• Text excerpt
====
As discussed in Section 3.2, “The form page”, the principal sort order of images is in descending order by image area. In case two images happen to have the same area, their catalog number is used as a tie-breaker. Hence, the dictionary key is a tuple of two values:
(-area,catNo)
where -area is the image's area in square
millimeters as a float, negated, and catNo is the
image's catalog number.
State/Invariants:
.__sizeMap:
[ a dictionary whose values are the ArchImage instances
contained in self, and each key is a 2-tuple whose
first element is the image's area in square mm as a
float, negated, and the second element is the
image's catalog number ]
"""
All the constructor does is to record its arguments
and initialize the .__sizeMap dictionary.
# - - - F o r m P h o t o S e t . _ _ i n i t _ _ - - -
def __init__ ( self, birdId ):
"""Constructor."""
self.birdId = birdId
self.__sizeMap = {}
To add a new ArchImage object to this
FormPhotoSet instance, we construct the
2-tuple used as a key to self.__sizeMap,
then store the ArchImage under that key.
There shouldn't be any duplications, but let's check
anyway.
# - - - F o r m P h o t o S e t . a d d A r c h I m a g e - - -
def addArchImage ( self, archImage ):
"""Add a new archived, cataloged image to self.
"""
#-- 1 --
# [ area := number of pixels in archImage ]
area = archImage.wide * archImage.high
#-- 2 --
# [ key := ( -area, catalog number from archImage ) ]
key = ( -area, archImage.original.catNo )
#-- 3 --
if self.__sizeMap.has_key ( key ):
raise KeyError, ( "Duplicate form photo: area %dpx, "
"catalog number %s" %
(area, archImage.original.catNo) )
else:
self.__sizeMap [ key ] = archImage
This method generates all our contained ArchImage instances. It uses the standard
Python trick of setting up a dictionary key so that it
sorts in the desired order. In our case, the order is
descending order by area, with catalog number as a
tiebreaker.
====
• Tasks to carry out
A) Reproduce the FormPhotoSet excerpt word for word, beginning at the words "All the constructor" and stopping after the words "under that key.".
B) Continue the FormPhotoSet excerpt from the point at which it ends.

• Data provided
====
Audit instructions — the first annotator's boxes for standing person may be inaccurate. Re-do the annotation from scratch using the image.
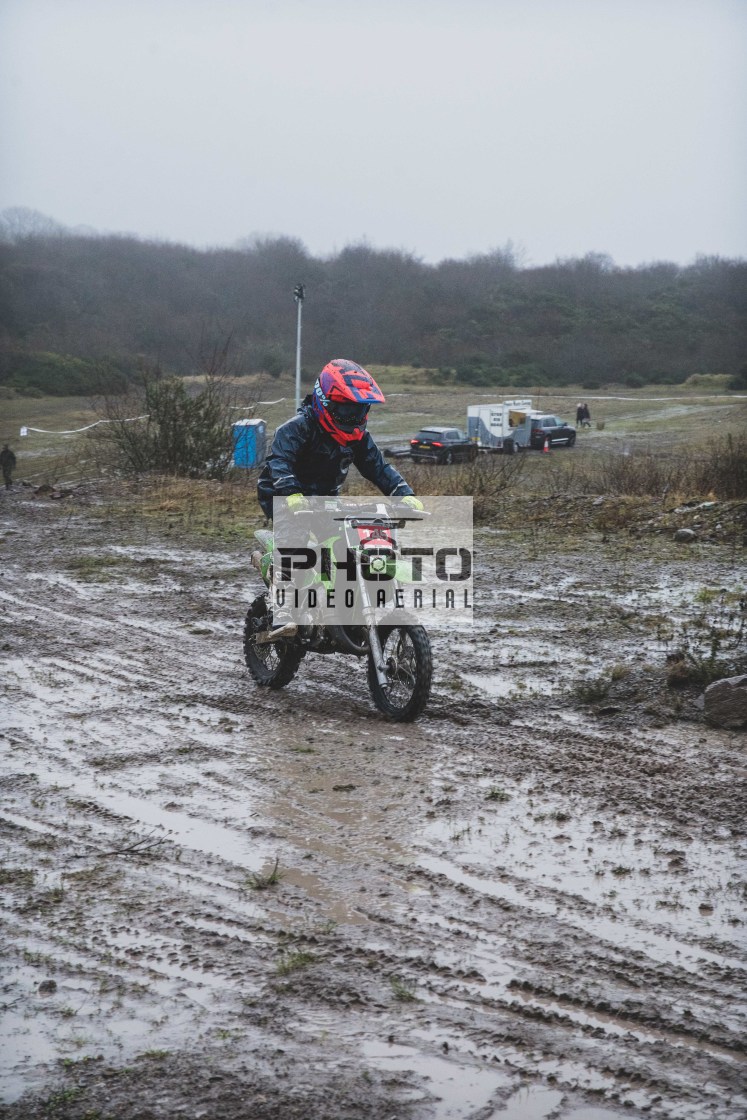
[256,357,422,517]
[0,444,16,489]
====
• Answers to the exercises
A)
All the constructor does is to record its arguments
and initialize the .__sizeMap dictionary.
# - - - F o r m P h o t o S e t . _ _ i n i t _ _ - - -
def __init__ ( self, birdId ):
"""Constructor."""
self.birdId = birdId
self.__sizeMap = {}
To add a new ArchImage object to this
FormPhotoSet instance, we construct the
2-tuple used as a key to self.__sizeMap,
then store the ArchImage under that key.

B)
# - - - F o r m P h o t o S e t . g e n A r c h I m a g e s - - -
def genArchImages ( self ):
"""Generate contained images.
"""
keyList = self.__sizeMap.keys()
keyList.sort()
for key in keyList:
yield self.__sizeMap[key]
raise StopIteration
This method returns the path name of this form's form
page, relative to the index page. Python's os.path.join() function is used to mate the
directory and file names. The file name is based on the bird
code from self.birdId, but we must
sanitize it by translating the relationship codes. The
class variable relMap maps those codes
onto strings acceptable for use in file names.
# - - - F o r m P h o t o S e t . p a t h N a m e - - -
relMap = { abbrModule.REL_HYBRID: "-x-",
abbrModule.REL_PAIR: "-o-" }
def pathName ( self ):
"""Returns the relative path name of self's form page.
"""
#-- 1 --
# [ if self.birdId.rel is None ->
# basename := self.birdId.abbr
# else ->
# basename := self.birdId.abbr +
# (self.birdId.rel, translated using self.relMap) +
# self.birdId.abbr2 ]
if self.birdId.rel is None:
basename = self.birdId.abbr.rstrip().lower()
else:
cleanRel = self.relMap [ self.birdId.rel ]
basename = ( "%s%s%s" %
(self.birdId.abbr.rstrip().lower(), cleanRel,
self.birdId.abbr2.rstrip().lower()) )
To distinguish questionable forms, we add "-q" to the end in that case.
#-- 2 --
if self.birdId.q: suffix = "-q"
else: suffix = ""
For the name of the forms subdirectory, see Section 9.2, “FORM_SUBDIR: Form subdirectory name”.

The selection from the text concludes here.